Goal. Copy each line of the entries below verbatim, leaving out the pictures.

Data section.
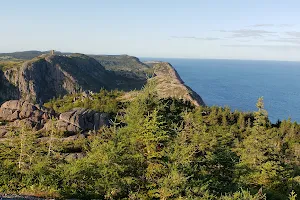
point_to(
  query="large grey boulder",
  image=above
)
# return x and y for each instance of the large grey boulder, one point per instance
(80, 119)
(20, 113)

Response to the exercise.
point_to(
  query="large grey boulder",
  image=above
)
# return x and y for each instance of the large grey boulder, one point per instance
(80, 119)
(20, 113)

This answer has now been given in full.